'''
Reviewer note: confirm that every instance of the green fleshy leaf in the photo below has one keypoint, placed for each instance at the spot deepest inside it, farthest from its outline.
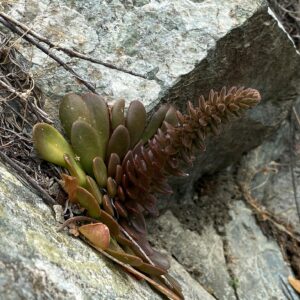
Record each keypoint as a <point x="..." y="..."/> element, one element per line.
<point x="151" y="270"/>
<point x="88" y="201"/>
<point x="86" y="144"/>
<point x="100" y="171"/>
<point x="136" y="121"/>
<point x="119" y="142"/>
<point x="99" y="110"/>
<point x="113" y="161"/>
<point x="96" y="233"/>
<point x="125" y="258"/>
<point x="111" y="187"/>
<point x="155" y="123"/>
<point x="110" y="222"/>
<point x="92" y="187"/>
<point x="171" y="116"/>
<point x="73" y="108"/>
<point x="50" y="144"/>
<point x="117" y="114"/>
<point x="75" y="169"/>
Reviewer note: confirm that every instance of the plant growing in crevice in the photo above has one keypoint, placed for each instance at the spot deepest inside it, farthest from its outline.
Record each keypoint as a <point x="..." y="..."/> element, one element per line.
<point x="117" y="163"/>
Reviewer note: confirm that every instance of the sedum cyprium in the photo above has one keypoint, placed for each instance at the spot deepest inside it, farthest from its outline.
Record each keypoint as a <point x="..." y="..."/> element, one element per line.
<point x="117" y="163"/>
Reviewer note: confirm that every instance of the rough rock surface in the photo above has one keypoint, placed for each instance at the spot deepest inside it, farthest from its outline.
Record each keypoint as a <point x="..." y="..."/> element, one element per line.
<point x="37" y="262"/>
<point x="180" y="49"/>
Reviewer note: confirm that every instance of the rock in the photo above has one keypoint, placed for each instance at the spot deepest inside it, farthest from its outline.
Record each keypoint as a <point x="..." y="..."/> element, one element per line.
<point x="266" y="171"/>
<point x="256" y="261"/>
<point x="180" y="49"/>
<point x="202" y="255"/>
<point x="37" y="262"/>
<point x="233" y="261"/>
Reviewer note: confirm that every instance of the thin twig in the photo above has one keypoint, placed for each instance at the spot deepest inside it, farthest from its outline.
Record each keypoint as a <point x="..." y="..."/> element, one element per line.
<point x="76" y="219"/>
<point x="49" y="200"/>
<point x="28" y="38"/>
<point x="70" y="52"/>
<point x="265" y="214"/>
<point x="292" y="138"/>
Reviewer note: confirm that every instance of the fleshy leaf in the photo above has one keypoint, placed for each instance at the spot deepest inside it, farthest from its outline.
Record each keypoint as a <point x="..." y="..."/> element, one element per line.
<point x="96" y="233"/>
<point x="155" y="123"/>
<point x="70" y="185"/>
<point x="99" y="110"/>
<point x="71" y="109"/>
<point x="171" y="116"/>
<point x="92" y="187"/>
<point x="88" y="201"/>
<point x="111" y="187"/>
<point x="110" y="222"/>
<point x="295" y="283"/>
<point x="100" y="171"/>
<point x="107" y="205"/>
<point x="87" y="144"/>
<point x="125" y="258"/>
<point x="151" y="270"/>
<point x="117" y="114"/>
<point x="50" y="144"/>
<point x="135" y="121"/>
<point x="75" y="169"/>
<point x="119" y="142"/>
<point x="113" y="161"/>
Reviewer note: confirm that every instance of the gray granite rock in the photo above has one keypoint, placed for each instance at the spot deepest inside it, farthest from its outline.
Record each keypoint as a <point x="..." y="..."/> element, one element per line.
<point x="256" y="261"/>
<point x="181" y="49"/>
<point x="202" y="255"/>
<point x="267" y="172"/>
<point x="37" y="262"/>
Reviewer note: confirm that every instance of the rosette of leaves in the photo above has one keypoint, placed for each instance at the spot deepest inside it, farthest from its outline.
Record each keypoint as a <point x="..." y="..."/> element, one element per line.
<point x="118" y="162"/>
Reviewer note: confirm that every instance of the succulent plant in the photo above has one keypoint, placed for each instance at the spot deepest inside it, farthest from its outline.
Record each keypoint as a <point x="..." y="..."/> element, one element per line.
<point x="117" y="163"/>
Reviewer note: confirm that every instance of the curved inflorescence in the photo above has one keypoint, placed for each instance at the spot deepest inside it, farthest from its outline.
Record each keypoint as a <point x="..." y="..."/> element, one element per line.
<point x="118" y="162"/>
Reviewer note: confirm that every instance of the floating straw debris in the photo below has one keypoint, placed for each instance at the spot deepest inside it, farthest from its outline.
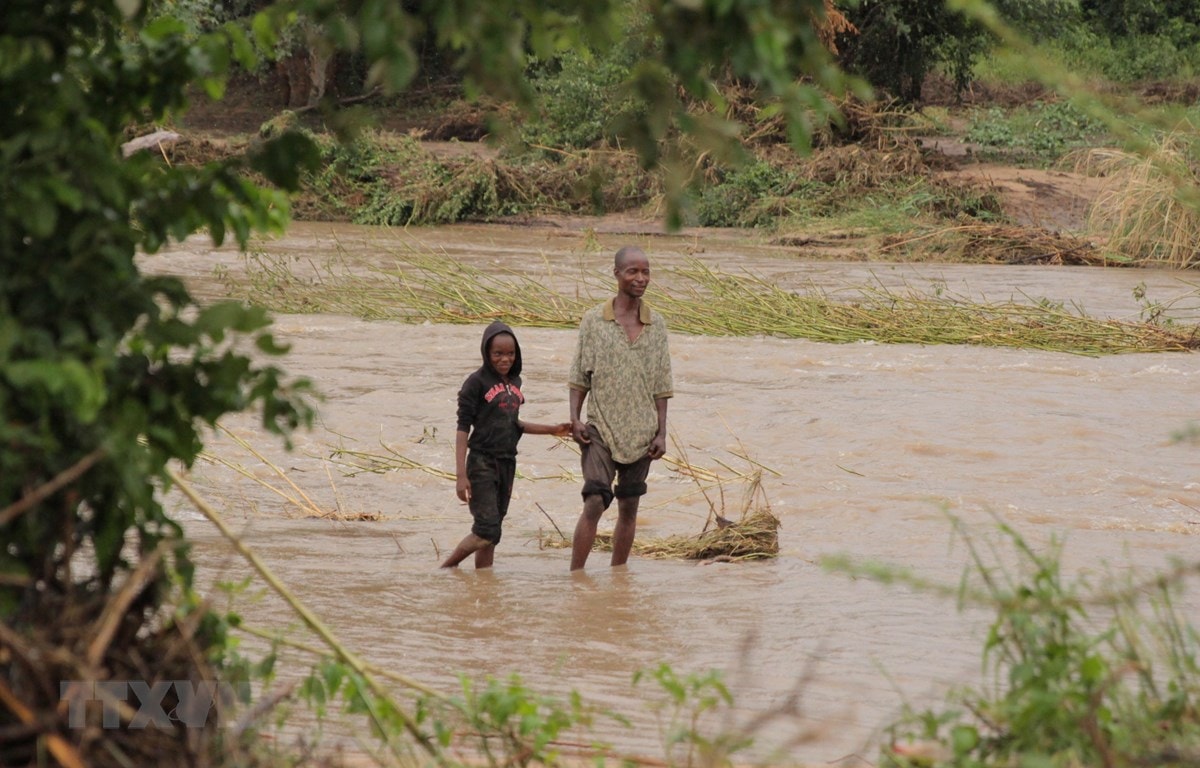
'''
THE TASK: Please find each line above that contains the word "below", and copy those lines in full.

PROBLEM SOLUTION:
Reviewer note: confirm that every instance of the green fleshy leaf in the photo below has one keypoint, placed for each instance at the spot deepest inside it, farthest from its outline.
Reviewer note: confirm that every instance of the floating straw debris in the photo below has one keypoint, placed for each instance at the spot deepest inside it, farthest from its outline.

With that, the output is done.